SOURCE EXCERPT:

# # #

To reduce implementation complexity and redundant code, a template based system is used to implement plugins. This makes the plugin mechanism slightly harder to understand, but extremely easy to use (we'll see why later).

Given this background in how pieces are put together, we'll talk about the actual data flow patterns in the MagicStats system.

MagicStats Data Flow:

This image to the right (click on it for a larger version) roughly shows how data flows through the MagicStats system. The input, of course, is one or more log files of various types. These files may reside over the network (reachable via FTP or HTTP), or could be local files (as shown). These files are processed through one or more FileStreamPlugins that convert the file in one or more ways.

In the example shown, all three logs are read from the disk by the FSNormal plugin. In the case of Log #1, this stream is then uncompressed by the FSGZipped file stream plugin (which is a wrapper around the wonderful zlib library).

# # #

DATASET:
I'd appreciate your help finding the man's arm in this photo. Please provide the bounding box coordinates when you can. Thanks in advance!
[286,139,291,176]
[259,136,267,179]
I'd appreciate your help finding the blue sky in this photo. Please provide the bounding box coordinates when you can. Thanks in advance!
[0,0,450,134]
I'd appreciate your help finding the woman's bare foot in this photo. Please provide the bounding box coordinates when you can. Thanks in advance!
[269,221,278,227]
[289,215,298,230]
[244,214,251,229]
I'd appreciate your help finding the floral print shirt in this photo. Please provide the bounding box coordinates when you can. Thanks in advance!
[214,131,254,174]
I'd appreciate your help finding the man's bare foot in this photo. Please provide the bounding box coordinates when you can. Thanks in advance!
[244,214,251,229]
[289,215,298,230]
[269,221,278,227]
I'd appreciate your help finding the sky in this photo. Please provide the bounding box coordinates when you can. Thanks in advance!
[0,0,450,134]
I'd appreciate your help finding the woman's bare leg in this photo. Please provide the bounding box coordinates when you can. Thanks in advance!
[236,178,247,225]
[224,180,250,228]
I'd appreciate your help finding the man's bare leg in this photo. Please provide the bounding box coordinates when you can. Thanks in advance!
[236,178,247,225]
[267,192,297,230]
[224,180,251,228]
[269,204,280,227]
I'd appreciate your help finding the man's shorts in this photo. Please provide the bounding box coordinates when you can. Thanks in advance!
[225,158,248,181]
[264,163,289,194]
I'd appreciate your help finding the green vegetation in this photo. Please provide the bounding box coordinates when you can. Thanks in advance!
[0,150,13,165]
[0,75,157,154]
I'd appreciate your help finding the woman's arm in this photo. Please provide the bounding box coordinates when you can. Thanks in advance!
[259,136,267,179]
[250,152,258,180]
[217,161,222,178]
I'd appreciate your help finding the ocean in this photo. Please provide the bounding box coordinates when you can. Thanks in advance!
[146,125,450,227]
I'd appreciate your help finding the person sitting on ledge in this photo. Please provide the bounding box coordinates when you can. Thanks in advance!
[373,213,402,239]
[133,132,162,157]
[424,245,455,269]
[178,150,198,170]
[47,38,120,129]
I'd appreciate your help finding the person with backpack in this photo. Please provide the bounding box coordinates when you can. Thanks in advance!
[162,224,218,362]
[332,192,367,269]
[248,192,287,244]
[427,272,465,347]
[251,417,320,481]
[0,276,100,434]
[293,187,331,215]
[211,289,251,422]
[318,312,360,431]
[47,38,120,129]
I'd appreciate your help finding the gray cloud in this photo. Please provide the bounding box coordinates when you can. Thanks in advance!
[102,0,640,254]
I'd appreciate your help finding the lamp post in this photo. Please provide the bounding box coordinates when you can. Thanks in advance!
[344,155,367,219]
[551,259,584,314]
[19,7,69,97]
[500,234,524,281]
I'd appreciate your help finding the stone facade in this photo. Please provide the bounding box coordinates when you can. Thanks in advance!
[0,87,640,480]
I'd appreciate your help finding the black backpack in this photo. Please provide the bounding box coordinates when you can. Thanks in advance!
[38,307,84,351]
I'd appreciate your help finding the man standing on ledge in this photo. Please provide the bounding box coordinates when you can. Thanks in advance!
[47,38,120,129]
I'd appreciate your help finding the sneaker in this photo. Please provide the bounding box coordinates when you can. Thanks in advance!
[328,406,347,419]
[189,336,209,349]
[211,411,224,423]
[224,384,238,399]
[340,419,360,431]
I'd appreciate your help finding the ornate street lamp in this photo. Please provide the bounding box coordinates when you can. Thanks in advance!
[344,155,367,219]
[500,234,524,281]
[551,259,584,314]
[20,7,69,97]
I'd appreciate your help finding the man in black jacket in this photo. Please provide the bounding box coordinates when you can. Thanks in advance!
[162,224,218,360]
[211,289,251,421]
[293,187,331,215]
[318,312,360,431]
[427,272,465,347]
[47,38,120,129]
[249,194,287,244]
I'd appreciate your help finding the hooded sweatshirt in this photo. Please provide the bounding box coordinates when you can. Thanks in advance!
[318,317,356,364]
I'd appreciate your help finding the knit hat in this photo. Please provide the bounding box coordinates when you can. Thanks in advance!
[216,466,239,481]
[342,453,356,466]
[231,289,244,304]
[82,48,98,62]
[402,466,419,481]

# # #

REQUESTS:
1/ From the MagicStats excerpt, list every way it says the input log files can be reached or stored.
2/ Answer these questions from the MagicStats excerpt:
(a) What kind of system is used to implement plugins?
(b) In the example shown, which plugin reads all three logs from the disk?
(c) Which library does the FSGZipped plugin wrap?
3/ Continue the MagicStats excerpt from the point where it stops.

ANSWERS:
1/
- Over the network via FTP
- Over the network via HTTP
- As local files

2/
(a) A template-based system.
(b) The FSNormal plugin.
(c) The zlib library.

3/
After the files are suitably loaded/downloaded/decompressed/unencrypted/etc, they are passed to an AccessFormatPlugin that decodes the actual lines of the log file. The three (hypothetical) examples shown decode the standard CLF web server log format (CommonLogFormat plugin), merge split log files, and parse an FTP transfer log. Note that the data from these log files is canonicalized into an internal format, which is represented as the AccessFormatPlugin.

At the next stage, the AccessLogManager selects AccessFormatPlugins based on the one with the earliest date stamp on it (in other words it streams accesses out of the three pipelines in a date sorted order).

Each of the accesses that is streamed from the input pipeline is run through a user-defined sequence of AccessFilterPlugin's. These plugins perform acts such as converting escaped characters (UnescapeURL plugin) into the character they represent (such as %20 into a space character), add a domain name to the accesses in a log file (Domainify plugin), or perform arbitrary regex substitutions on accesses (Rewrite plugin).

After the accesses are in their final format, they are passed to each of the active PagePlugin's. These page plugins to a variety of analysis activities like count the number of hits per day (HourlyGraph plugin), find the most popular pages (PageCount plugin), or count what types of errors are occurring on the site (Errors plugin). The page plugins in use are determined by the themes that the user has configured.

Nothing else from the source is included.